Çocukta COVID-19 semptomları (ateş, öksürük, halsizlik, vs) gelişmesi durumunda bir sağlık merkezine başvurulmalıdır. COVID-19 tanısı koyulması durumunda verilen direktiflere uyulmalı ve ancak çocuğun şikâyetleri düzeldikten sonra doktorun önerileri doğrultusunda okul ortamına dönülmelidir.

Çocuğun yaşadığı evde COVID-19 tanısı almış bir kişi mevcut ise çocuk okula gönderilmemeli ve evde karantinaya girmelidir. Evdeki hasta kişinin izole edilmesi veya hastanede tedavi altına alınması durumunda çocuk, hasta kişi ile son temasından 14 gün sonrasına kadar karantinada tutulmalıdır.

  • Okulda pozitif vaka olduğunda okul ne yapmalıdır? Birisinin testi pozitif çıktığında okullar ne yapmalıdır ?

Okulda doğrulanmış bir vaka tespit edilirse,  okullar derhal sağlık yetkililerini bilgilendirmelidir.

Okulda COVID-19 vakası tespit edildiği zaman daha fazla bulaşı engellemek amacı ile temas ettiği kişiler öğrenilmelidir.  Sonrasında temaslılar karantinaya girmeli, el yıkama, maske ve semptomlar hakkında bilgilendirme yapılmalıdır. Semptomları gelişen veya yakın teması olan kişilere doğru zamanda PCR testleri yapılmalıdır.

Filyasyon çalışmaları okul yönetimi ve sağlık bakanlığı temas ekibi iş birliği ile yapılmalıdır.

Bir kişinin COVID-19 testi pozitif çıktığında, daha fazla yayılmayı engellemek ve kesintiye uğratmak için vakayla teması olanların hızlı bir şekilde tanımlanması ve yönetilmesi gerekir.

=== Göreviniz ===
Okullarda COVID-19 ile ilgili yukarıdaki metinden "Çocuğun yaşadığı evde" sözlerinden başlayıp "kadar karantinada tutulmalıdır." sözlerine kadar, bu sözler de dahil, uzanan kısmı aynen tekrar yazın.

=== Veri bölümü ===
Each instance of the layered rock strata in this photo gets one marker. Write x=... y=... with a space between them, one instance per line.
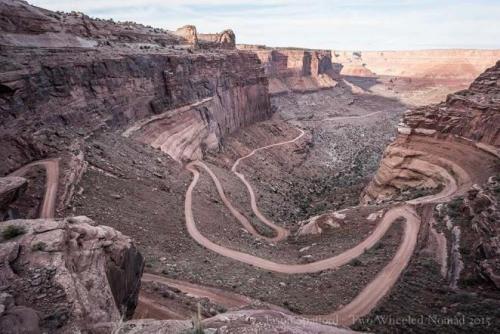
x=63 y=276
x=64 y=90
x=296 y=70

=== Alıştırmanın çözümü ===
Çocuğun yaşadığı evde COVID-19 tanısı almış bir kişi mevcut ise çocuk okula gönderilmemeli ve evde karantinaya girmelidir. Evdeki hasta kişinin izole edilmesi veya hastanede tedavi altına alınması durumunda çocuk, hasta kişi ile son temasından 14 gün sonrasına kadar karantinada tutulmalıdır.